SUPPLIED RECORDS:

"""

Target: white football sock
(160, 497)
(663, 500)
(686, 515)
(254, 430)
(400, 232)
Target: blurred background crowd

"""

DIRECTIONS FOR THIS TASK:
Please repeat the listing exactly, with nothing left out.

SOLUTION FOR THIS TASK:
Target: white football sock
(160, 497)
(663, 500)
(686, 515)
(254, 430)
(400, 232)
Target: blurred background crowd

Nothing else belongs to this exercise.